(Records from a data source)
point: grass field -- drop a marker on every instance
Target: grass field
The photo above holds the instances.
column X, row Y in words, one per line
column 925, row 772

• Prompt: Copy out every one of the records above line for line, keeping each character the same.

• The response:
point: grass field -- drop a marker on every instance
Target: grass field
The photo above holds the instances.
column X, row Y in words, one per line
column 925, row 772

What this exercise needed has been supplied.